Collect every line in the records below that contains the word "background", and copy each of those lines unchanged.

*** DATA FOR THIS TASK

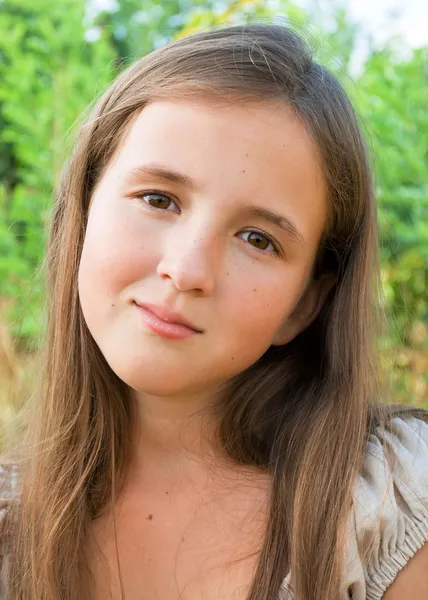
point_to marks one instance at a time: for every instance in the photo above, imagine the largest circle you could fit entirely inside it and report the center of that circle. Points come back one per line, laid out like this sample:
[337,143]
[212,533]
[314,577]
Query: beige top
[390,506]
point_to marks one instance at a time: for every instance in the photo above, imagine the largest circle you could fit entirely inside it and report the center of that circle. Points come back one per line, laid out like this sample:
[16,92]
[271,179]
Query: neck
[176,430]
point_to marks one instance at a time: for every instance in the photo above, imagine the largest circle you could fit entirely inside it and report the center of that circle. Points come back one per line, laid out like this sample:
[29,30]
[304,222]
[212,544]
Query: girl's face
[214,212]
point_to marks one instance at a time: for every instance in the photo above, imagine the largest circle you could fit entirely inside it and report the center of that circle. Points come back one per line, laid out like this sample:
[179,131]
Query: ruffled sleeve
[389,518]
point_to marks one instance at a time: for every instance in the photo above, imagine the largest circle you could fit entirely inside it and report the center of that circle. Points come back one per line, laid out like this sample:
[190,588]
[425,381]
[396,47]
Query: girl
[209,423]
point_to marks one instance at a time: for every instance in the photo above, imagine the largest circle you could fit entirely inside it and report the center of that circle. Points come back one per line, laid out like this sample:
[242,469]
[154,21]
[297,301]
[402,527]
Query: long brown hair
[300,412]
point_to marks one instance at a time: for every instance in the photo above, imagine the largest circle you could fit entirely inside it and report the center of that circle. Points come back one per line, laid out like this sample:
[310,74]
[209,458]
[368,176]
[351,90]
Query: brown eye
[261,242]
[258,240]
[158,200]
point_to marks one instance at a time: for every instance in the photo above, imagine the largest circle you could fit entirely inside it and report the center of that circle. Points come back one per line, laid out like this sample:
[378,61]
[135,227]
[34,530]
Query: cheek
[115,254]
[255,314]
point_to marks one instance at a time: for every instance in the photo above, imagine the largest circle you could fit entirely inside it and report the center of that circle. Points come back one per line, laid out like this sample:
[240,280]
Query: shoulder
[389,517]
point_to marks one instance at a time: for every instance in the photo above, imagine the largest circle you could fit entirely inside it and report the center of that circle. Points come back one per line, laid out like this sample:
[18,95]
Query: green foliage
[55,59]
[47,80]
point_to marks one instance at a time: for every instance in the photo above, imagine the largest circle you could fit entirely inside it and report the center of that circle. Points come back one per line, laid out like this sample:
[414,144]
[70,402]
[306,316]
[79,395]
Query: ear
[306,310]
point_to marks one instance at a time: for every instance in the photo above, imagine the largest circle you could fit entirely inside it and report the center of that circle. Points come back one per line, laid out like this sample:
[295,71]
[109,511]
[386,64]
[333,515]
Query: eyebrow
[135,175]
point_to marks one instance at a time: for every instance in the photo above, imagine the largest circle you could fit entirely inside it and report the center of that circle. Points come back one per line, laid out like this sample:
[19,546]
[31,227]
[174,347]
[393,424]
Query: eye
[261,241]
[157,200]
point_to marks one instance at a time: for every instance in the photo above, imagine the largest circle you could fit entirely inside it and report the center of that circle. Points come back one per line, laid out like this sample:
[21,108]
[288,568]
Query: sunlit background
[57,56]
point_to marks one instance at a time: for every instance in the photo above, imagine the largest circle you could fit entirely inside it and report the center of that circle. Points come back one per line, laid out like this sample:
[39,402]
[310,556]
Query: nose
[189,262]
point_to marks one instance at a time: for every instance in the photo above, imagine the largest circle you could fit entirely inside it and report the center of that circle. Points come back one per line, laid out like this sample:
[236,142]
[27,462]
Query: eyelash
[276,249]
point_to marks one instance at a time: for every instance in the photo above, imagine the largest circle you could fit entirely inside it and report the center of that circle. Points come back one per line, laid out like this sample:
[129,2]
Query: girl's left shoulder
[389,518]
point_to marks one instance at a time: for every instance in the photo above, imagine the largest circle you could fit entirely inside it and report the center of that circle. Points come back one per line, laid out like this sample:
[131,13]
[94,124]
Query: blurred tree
[56,57]
[47,79]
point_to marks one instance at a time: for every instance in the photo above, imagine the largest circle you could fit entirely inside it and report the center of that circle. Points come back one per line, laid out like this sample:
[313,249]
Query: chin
[154,380]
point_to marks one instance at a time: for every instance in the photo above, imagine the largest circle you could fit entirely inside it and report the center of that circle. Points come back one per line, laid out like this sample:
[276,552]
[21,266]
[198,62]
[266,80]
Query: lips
[168,316]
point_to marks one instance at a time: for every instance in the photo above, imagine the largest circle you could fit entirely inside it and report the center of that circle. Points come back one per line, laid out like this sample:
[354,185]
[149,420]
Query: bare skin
[183,539]
[215,212]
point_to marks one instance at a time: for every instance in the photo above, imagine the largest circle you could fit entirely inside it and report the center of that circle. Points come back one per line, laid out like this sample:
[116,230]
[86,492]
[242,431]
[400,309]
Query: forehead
[241,151]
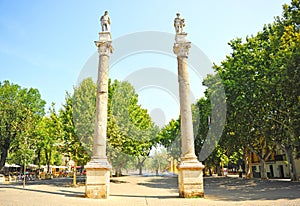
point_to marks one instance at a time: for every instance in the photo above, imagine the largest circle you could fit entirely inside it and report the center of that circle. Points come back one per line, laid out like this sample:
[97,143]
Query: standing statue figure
[179,24]
[105,22]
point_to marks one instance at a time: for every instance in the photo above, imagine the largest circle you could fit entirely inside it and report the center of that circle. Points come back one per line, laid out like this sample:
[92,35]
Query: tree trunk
[263,169]
[74,174]
[118,172]
[140,165]
[4,150]
[249,173]
[3,157]
[292,167]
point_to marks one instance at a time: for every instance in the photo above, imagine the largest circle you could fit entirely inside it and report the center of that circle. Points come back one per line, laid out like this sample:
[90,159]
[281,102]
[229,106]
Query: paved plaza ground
[152,190]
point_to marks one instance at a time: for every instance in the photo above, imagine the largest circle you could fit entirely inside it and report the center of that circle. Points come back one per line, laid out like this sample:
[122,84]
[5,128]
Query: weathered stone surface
[190,181]
[97,183]
[98,169]
[190,177]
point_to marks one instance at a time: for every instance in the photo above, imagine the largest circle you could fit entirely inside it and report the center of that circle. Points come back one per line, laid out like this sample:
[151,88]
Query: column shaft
[99,147]
[187,134]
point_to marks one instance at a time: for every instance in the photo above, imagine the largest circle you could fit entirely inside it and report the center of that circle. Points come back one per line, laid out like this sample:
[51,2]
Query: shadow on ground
[163,182]
[236,189]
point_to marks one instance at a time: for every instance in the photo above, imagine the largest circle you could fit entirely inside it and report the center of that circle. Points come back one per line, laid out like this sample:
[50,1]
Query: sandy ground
[140,190]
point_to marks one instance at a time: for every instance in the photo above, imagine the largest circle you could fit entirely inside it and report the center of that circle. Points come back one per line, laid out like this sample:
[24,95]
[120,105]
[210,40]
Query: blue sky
[45,44]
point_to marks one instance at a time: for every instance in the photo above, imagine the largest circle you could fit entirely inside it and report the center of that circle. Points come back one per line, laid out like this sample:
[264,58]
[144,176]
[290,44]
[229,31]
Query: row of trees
[261,78]
[28,135]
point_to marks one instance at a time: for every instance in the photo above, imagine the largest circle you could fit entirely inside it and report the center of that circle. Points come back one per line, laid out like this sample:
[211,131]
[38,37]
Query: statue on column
[105,22]
[179,24]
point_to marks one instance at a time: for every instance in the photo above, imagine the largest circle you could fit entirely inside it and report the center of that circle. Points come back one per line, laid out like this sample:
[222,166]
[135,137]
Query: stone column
[190,176]
[98,169]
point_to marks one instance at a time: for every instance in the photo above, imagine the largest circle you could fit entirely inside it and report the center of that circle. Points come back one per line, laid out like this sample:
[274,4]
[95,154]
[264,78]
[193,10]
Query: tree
[261,79]
[133,132]
[20,111]
[71,142]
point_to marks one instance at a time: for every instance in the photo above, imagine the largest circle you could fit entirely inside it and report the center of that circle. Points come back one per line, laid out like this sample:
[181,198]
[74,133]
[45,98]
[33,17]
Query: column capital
[181,46]
[104,44]
[182,49]
[104,48]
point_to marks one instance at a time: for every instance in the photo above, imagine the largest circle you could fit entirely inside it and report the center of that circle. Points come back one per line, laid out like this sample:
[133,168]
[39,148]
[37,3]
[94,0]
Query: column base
[190,179]
[97,184]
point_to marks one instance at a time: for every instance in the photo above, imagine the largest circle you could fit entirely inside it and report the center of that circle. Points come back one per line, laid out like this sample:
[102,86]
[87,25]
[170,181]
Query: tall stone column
[98,169]
[190,175]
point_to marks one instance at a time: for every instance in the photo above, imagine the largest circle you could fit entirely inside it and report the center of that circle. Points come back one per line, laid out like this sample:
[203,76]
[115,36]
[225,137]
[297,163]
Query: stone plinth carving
[190,170]
[98,169]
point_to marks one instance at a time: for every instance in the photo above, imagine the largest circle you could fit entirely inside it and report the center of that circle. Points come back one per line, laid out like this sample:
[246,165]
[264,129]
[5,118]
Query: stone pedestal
[97,183]
[190,177]
[190,180]
[98,169]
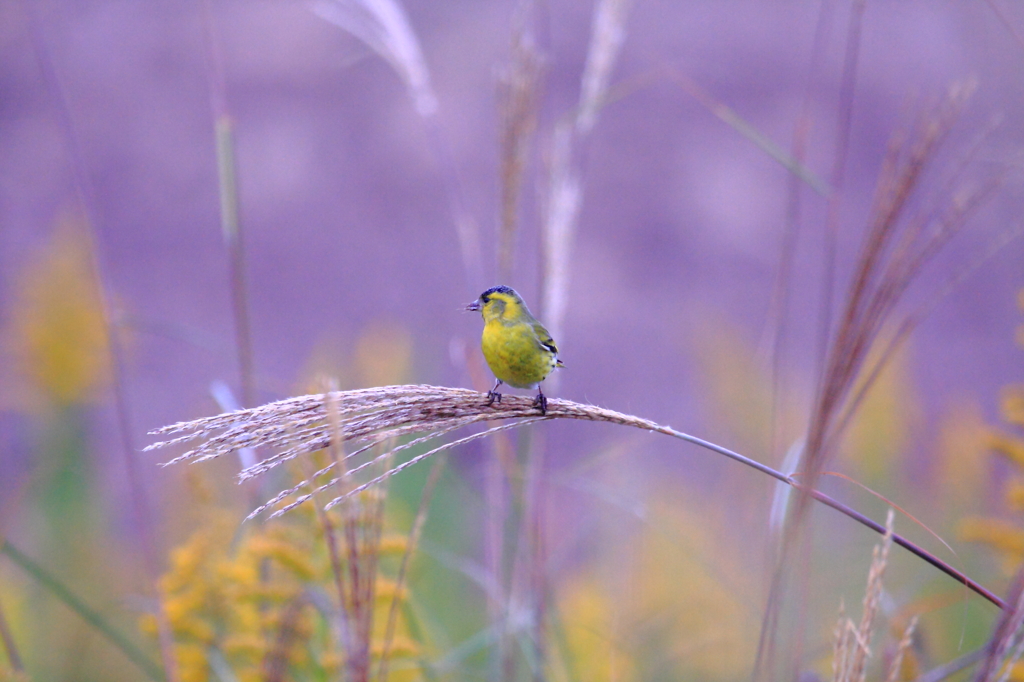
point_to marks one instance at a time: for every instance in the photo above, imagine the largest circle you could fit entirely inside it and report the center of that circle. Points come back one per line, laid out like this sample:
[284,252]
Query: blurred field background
[391,163]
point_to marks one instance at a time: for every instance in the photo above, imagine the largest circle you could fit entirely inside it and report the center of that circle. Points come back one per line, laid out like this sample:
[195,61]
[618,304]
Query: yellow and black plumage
[517,348]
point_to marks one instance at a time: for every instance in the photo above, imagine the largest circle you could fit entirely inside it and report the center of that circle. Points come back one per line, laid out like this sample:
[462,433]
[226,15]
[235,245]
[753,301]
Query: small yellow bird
[517,348]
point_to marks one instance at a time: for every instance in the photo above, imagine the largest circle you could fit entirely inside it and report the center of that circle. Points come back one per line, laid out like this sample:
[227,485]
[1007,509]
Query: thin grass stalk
[95,620]
[948,670]
[385,28]
[519,96]
[413,542]
[778,306]
[86,198]
[904,645]
[275,662]
[230,226]
[852,648]
[838,181]
[452,406]
[728,116]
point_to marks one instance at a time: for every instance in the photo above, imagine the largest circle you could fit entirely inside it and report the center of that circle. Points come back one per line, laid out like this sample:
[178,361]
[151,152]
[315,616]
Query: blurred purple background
[346,215]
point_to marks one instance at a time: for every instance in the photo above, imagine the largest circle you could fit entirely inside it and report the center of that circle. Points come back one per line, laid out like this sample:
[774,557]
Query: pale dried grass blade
[384,27]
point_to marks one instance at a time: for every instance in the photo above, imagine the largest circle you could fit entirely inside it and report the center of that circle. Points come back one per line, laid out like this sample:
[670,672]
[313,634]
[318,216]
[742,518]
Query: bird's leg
[541,400]
[493,394]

******

● **RESPONSE FOR THIS EXERCISE**:
Query: sunlit background
Query: blurred field background
Query: blurred purple background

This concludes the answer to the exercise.